• Written task 1
In the records below, locate every line that contains the word "staircase" and copy each such line out in full. Matching is case-sensitive.

• Text to read
——————————
It started by yours truly asking impertinent questions on #perl6...

 <http://irclog.perlgeek.de/perl6/2009-03-26#i_1018345>

...and ended with a general feeling that the way metacharacters and
backwhacking work in <[ ]> character classes, is at worst inconsistent
and at best underspecified by S05.

Specifically, the following paragraphs from that spec do _not_ hold
for character classes, which are more like a sublanguage of their own:

] Unlike traditional regular expressions, Perl 6 does not require
] you to memorize an arbitrary list of metacharacters.  Instead it
] classifies characters by a simple rule.  All glyphs (graphemes)
] whose base characters are either the underscore (C<_>) or have
] a Unicode classification beginning with 'L' (i.e. letters) or 'N'
] (i.e. numbers) are always literal (i.e. self-matching) in regexes. They
] must be escaped with a C<\> to make them metasyntactic (in which
] case that single alphanumeric character is itself metasyntactic,
] but any immediately following alphanumeric character is not).
——————————
• Records supplied
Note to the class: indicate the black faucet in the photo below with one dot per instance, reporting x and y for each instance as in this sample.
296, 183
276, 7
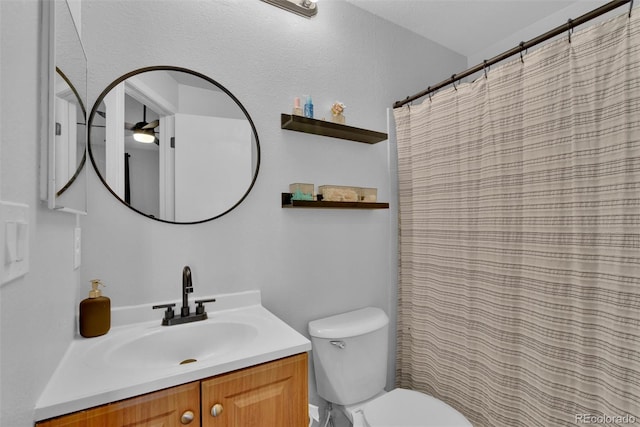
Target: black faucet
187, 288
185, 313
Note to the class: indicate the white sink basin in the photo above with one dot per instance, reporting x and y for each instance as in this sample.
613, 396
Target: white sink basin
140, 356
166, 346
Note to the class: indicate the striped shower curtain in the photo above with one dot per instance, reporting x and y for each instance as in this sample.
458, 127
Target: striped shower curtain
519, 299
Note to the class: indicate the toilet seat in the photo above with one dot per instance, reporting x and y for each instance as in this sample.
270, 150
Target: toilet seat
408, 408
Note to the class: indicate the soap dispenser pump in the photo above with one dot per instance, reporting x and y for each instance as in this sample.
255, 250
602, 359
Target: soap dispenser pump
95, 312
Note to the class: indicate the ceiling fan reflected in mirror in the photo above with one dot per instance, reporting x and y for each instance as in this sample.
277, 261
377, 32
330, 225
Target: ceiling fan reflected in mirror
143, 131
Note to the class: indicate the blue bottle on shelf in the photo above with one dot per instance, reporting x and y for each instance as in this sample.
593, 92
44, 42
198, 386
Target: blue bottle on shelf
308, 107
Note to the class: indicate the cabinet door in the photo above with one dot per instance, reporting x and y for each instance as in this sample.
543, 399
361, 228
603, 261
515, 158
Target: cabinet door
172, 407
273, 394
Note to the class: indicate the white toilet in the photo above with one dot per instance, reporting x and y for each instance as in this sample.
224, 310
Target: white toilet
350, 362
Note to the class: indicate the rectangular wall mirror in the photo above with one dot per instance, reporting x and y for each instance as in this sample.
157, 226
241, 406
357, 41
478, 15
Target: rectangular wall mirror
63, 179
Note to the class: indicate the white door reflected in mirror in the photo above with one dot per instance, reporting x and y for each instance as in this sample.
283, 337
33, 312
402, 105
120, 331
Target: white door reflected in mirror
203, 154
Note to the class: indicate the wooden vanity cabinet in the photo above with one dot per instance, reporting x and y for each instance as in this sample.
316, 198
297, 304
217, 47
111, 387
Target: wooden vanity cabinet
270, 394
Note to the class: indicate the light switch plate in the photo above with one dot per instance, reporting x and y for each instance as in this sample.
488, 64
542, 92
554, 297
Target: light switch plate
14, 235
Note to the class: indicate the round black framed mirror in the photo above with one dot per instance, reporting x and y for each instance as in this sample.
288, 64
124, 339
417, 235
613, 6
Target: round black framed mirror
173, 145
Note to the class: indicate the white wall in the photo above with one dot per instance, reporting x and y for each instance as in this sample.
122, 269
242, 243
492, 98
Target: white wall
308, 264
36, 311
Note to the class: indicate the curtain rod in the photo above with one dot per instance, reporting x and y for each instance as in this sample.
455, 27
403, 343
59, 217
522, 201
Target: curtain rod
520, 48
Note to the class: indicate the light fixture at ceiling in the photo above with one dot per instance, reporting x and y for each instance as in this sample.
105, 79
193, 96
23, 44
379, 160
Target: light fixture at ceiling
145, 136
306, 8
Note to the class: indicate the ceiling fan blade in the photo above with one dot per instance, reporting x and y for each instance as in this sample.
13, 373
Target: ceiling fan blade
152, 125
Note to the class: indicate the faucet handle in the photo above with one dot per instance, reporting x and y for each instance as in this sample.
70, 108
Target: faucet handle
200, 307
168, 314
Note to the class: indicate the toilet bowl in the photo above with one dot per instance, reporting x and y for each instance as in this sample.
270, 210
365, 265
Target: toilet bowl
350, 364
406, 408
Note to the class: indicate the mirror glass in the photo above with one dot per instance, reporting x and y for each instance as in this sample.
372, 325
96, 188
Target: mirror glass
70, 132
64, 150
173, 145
——————————
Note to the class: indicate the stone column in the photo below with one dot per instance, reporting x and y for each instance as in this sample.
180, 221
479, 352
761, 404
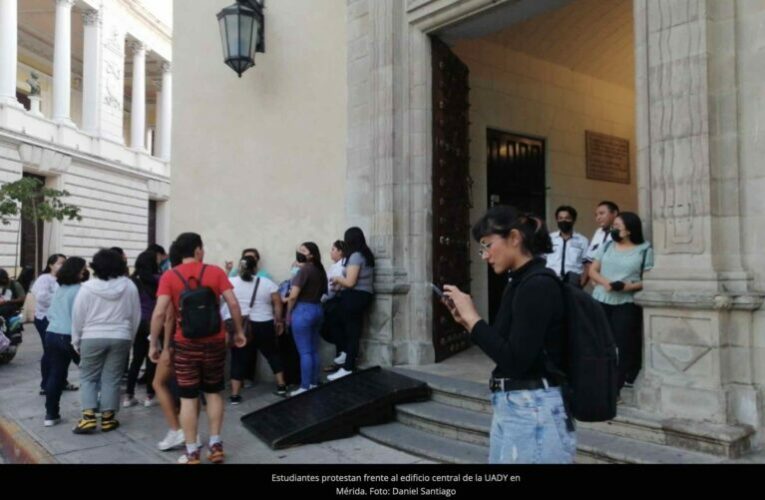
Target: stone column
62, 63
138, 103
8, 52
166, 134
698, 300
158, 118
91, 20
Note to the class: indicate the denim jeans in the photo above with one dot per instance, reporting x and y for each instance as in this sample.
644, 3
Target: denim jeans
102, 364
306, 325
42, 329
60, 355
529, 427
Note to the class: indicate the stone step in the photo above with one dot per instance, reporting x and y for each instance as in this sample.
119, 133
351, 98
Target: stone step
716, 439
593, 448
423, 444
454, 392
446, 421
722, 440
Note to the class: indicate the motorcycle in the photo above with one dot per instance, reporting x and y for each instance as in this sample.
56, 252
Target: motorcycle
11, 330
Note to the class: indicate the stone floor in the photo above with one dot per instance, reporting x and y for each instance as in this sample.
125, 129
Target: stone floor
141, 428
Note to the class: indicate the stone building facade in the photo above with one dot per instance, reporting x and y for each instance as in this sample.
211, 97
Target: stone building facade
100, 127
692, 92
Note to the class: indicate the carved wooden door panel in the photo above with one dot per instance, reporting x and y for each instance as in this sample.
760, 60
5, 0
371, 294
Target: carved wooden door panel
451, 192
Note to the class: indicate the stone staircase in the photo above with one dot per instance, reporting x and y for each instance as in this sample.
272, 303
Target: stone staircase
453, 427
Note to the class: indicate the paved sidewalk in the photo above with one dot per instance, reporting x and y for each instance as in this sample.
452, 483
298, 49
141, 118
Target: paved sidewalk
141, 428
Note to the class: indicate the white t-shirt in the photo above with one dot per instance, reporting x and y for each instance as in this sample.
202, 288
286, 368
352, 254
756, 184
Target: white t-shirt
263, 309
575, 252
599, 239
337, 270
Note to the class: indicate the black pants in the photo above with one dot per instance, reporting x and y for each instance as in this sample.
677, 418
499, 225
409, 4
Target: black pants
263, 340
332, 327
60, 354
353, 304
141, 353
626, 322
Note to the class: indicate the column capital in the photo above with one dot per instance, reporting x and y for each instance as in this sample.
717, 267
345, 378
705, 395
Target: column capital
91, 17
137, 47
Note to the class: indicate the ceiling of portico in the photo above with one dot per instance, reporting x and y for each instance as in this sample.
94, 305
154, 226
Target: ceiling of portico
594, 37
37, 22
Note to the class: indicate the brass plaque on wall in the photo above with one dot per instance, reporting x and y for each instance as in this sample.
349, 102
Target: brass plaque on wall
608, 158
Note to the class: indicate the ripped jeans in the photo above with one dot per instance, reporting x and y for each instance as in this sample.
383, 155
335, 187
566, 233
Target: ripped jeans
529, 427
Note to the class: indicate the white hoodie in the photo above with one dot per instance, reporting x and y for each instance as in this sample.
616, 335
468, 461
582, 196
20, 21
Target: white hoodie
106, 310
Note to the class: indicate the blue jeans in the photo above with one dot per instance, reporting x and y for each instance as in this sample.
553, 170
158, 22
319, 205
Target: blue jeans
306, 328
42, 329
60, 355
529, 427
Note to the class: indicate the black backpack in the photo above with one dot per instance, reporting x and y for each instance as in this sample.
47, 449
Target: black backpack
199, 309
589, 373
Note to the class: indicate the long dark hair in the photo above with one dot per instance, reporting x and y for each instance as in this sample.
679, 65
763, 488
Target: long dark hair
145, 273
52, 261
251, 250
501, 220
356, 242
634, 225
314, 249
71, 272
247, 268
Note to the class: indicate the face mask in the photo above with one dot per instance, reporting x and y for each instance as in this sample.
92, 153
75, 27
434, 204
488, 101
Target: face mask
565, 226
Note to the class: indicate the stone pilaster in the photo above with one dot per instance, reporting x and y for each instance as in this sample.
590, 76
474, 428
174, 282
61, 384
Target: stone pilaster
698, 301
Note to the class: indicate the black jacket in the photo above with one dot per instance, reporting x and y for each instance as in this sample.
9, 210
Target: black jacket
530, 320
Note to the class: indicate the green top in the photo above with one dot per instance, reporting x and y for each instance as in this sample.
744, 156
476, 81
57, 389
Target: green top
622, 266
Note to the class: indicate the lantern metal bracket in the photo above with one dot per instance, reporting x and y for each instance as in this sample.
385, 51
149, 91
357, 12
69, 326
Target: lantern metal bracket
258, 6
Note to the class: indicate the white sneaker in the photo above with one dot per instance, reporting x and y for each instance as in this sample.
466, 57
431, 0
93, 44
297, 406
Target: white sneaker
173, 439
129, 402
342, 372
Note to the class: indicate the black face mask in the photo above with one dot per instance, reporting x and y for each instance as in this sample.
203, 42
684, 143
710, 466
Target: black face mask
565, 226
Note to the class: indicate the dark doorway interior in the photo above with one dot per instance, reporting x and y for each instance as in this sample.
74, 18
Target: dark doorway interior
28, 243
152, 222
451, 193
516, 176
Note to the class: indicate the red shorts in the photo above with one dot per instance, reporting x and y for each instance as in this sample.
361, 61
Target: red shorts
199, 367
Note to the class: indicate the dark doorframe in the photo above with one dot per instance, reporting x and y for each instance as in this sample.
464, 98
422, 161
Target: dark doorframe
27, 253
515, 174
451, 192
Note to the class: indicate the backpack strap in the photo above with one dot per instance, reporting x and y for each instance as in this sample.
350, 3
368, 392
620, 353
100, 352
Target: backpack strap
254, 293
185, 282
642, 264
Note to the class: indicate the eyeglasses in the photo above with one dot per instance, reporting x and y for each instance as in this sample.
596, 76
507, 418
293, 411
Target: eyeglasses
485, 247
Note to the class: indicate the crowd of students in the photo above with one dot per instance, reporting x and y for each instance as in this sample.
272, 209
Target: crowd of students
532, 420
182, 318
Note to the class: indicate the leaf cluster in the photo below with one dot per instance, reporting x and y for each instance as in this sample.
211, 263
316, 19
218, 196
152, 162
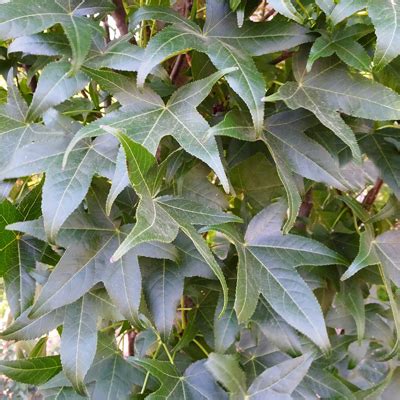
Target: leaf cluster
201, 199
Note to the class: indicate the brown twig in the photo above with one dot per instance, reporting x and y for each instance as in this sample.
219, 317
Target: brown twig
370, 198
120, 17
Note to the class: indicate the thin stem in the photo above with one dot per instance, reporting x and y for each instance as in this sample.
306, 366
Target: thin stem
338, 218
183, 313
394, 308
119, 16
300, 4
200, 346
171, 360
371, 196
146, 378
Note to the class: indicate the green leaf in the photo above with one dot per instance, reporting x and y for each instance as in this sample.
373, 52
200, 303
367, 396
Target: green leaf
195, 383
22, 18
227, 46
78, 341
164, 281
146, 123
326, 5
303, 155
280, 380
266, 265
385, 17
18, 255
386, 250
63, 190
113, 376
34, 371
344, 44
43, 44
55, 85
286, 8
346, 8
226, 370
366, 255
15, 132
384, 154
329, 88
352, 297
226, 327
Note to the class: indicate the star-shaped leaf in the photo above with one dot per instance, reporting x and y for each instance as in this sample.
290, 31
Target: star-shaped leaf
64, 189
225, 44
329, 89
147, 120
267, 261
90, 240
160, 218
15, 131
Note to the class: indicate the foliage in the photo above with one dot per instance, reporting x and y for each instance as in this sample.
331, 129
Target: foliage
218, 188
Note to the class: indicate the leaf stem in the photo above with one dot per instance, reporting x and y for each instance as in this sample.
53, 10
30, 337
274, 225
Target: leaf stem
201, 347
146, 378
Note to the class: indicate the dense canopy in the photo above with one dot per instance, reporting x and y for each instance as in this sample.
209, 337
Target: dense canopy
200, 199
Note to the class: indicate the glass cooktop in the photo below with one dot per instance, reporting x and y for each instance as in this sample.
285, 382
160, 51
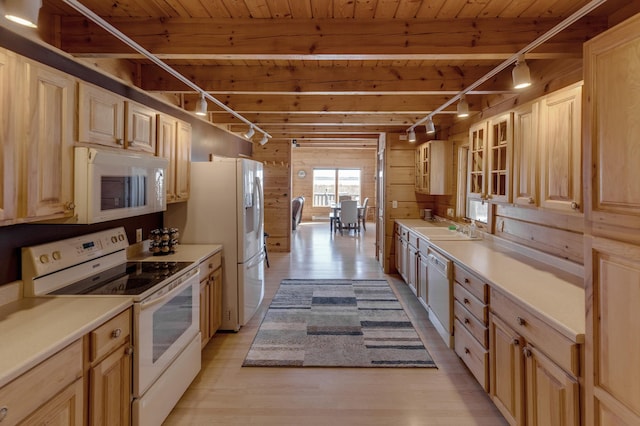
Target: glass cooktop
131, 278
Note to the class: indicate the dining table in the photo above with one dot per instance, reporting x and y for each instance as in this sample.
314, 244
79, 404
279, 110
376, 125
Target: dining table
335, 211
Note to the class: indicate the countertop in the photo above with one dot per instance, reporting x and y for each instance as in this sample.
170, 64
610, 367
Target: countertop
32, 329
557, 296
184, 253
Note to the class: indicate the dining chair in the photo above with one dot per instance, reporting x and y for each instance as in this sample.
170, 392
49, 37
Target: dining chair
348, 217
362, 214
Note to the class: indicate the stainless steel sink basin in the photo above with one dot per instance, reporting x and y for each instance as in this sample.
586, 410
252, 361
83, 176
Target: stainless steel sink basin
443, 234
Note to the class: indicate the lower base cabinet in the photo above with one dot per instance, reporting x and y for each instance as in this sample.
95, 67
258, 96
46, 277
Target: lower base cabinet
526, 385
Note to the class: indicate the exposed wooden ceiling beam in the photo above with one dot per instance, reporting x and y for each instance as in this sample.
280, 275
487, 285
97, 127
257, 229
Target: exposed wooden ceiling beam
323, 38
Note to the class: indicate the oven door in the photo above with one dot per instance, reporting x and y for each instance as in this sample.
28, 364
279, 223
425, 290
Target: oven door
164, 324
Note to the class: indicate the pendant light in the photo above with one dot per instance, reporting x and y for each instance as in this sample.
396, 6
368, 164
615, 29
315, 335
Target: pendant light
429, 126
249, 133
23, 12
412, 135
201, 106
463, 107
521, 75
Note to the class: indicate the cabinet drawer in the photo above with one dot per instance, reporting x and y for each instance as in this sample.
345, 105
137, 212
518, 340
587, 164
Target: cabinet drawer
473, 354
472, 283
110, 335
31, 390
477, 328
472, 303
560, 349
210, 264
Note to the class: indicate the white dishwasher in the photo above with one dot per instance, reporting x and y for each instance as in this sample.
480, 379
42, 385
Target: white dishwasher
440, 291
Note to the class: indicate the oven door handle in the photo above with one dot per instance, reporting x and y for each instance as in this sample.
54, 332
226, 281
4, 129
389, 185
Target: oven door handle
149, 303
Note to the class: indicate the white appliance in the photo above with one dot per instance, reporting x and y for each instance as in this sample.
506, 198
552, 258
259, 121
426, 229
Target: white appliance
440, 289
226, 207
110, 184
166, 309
——————————
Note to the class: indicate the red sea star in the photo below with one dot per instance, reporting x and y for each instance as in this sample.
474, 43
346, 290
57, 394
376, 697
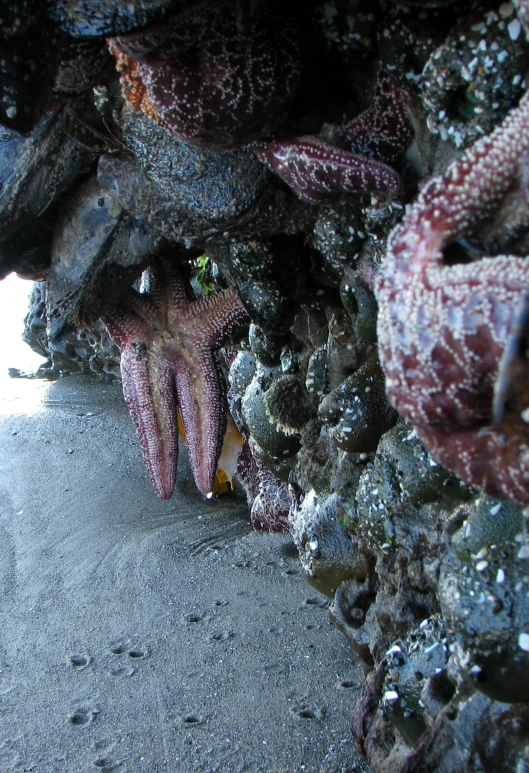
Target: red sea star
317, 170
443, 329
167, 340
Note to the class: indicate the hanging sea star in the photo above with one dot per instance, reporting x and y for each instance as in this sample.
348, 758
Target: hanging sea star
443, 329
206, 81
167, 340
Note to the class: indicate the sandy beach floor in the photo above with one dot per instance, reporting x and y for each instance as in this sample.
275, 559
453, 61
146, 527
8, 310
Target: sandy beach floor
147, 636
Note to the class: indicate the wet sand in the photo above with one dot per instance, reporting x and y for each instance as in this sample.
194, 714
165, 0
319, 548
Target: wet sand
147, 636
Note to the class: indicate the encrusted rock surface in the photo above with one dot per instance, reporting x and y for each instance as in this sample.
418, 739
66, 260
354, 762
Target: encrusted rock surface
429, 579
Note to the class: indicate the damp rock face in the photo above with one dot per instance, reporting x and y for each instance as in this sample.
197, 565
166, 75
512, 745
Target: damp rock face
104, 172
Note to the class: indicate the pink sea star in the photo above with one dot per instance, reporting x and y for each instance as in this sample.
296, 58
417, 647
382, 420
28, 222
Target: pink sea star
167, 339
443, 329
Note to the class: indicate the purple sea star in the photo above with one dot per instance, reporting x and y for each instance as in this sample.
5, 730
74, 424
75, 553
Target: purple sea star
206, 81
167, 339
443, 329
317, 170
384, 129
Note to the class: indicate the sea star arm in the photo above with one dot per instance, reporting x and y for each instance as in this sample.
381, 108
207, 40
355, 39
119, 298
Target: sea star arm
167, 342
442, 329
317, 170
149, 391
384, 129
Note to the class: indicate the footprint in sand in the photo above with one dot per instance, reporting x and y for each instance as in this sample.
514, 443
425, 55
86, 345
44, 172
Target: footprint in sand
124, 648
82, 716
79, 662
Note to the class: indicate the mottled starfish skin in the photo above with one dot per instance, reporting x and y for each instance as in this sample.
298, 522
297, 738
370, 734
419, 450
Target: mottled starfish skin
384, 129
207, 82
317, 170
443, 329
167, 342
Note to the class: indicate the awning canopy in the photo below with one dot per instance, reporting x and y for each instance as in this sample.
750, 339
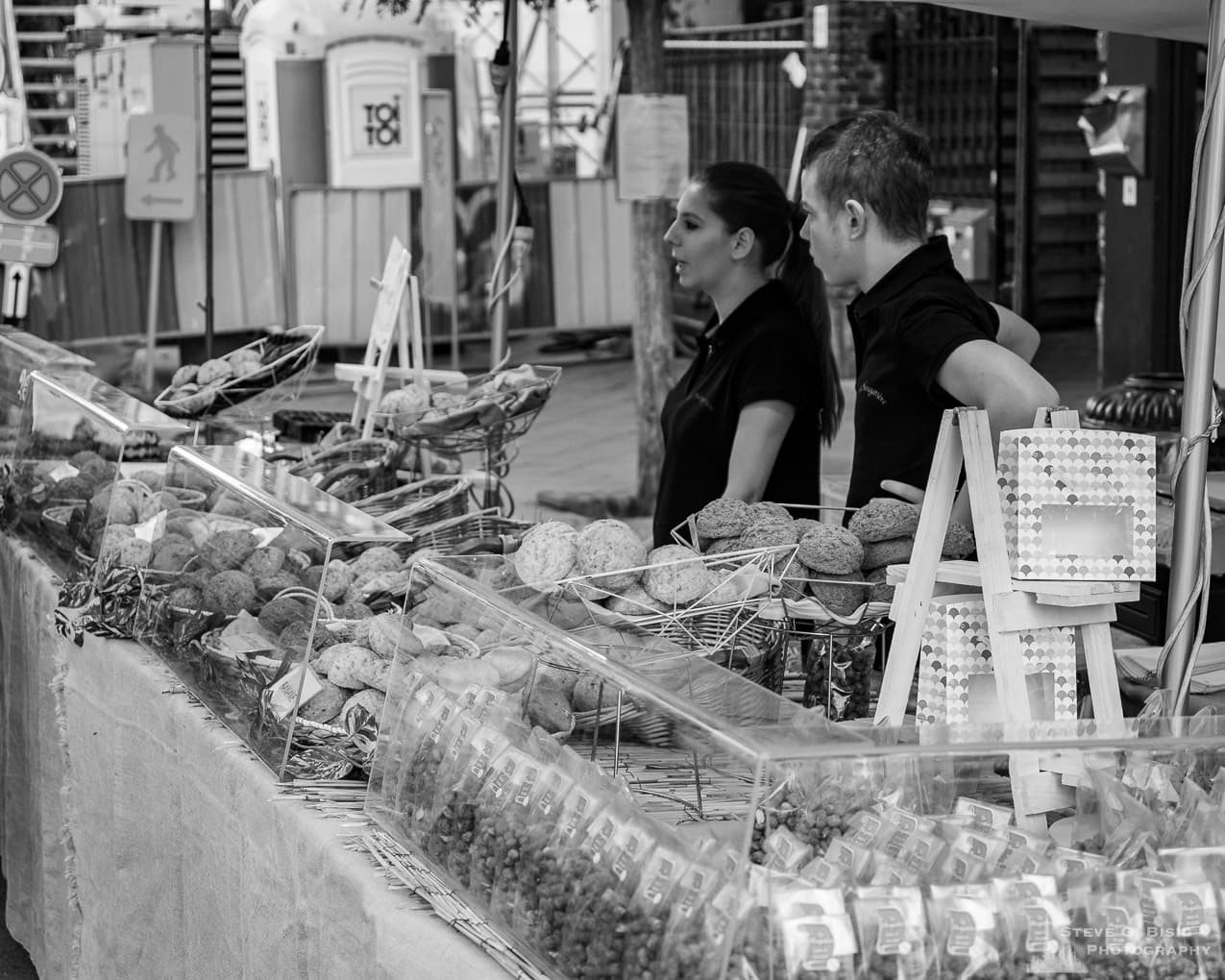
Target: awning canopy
——————————
• Written task 2
Reproduce the passage of the Perl 6 character class text word for word, starting with "Specifically, the following" and going on through "All glyphs (graphemes)".

• Correct output 1
Note to the class: indicate the stone staircase in the photo above with one dot per instance, reporting x and y for each instance as in this sample.
Target: stone staircase

• Correct output 2
Specifically, the following paragraphs from that spec do _not_ hold
for character classes, which are more like a sublanguage of their own:

] Unlike traditional regular expressions, Perl 6 does not require
] you to memorize an arbitrary list of metacharacters.  Instead it
] classifies characters by a simple rule.  All glyphs (graphemes)